Render every line of the listing below as a numbered list, skipping any blank lines and leaving the pictures out.
**** DATA UNDER STUDY ****
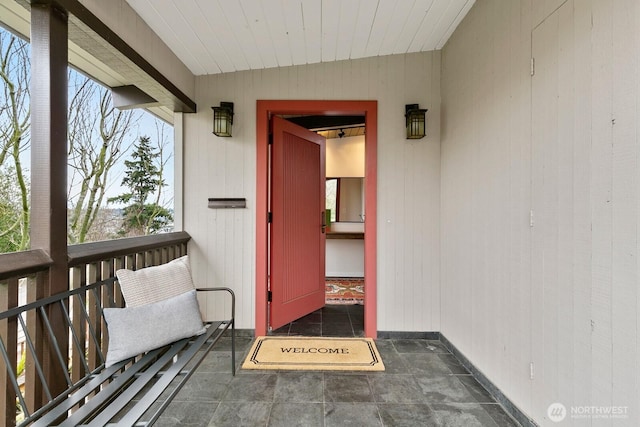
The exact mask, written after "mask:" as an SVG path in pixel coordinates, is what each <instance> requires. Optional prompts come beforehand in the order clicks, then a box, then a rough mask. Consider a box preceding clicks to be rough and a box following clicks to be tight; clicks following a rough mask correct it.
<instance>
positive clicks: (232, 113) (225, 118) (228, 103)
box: [211, 102, 233, 136]
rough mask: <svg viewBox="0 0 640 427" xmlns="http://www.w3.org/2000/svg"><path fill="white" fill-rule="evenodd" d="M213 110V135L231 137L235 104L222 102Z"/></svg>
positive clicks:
****
ANSWER SPACE.
1. The exact mask, written after "mask:" as an SVG path in pixel coordinates, is what each <instance> requires. Optional prompts come beforehand in the order clicks, then a box, then a rough mask. Consider a box preceding clicks to be rough and a box following clicks to be tight; clicks following a rough mask correct it.
2. <instance>
3. positive clicks: (232, 113) (225, 118) (228, 103)
4. box: [211, 102, 233, 136]
5. rough mask: <svg viewBox="0 0 640 427" xmlns="http://www.w3.org/2000/svg"><path fill="white" fill-rule="evenodd" d="M213 110V135L231 137L235 104L222 102Z"/></svg>
6. positive clicks:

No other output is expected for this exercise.